**The problem:** Which lines of the records below contain the word "face"? Copy each of them out.
*** Provided information
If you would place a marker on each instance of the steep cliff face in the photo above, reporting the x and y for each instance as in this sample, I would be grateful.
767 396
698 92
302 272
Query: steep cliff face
******
**Solution to the exercise:**
If you would place a marker on each instance of the steep cliff face in the photo above, reporting the x and y for each instance as in this sample, I would be grateful.
Query: steep cliff face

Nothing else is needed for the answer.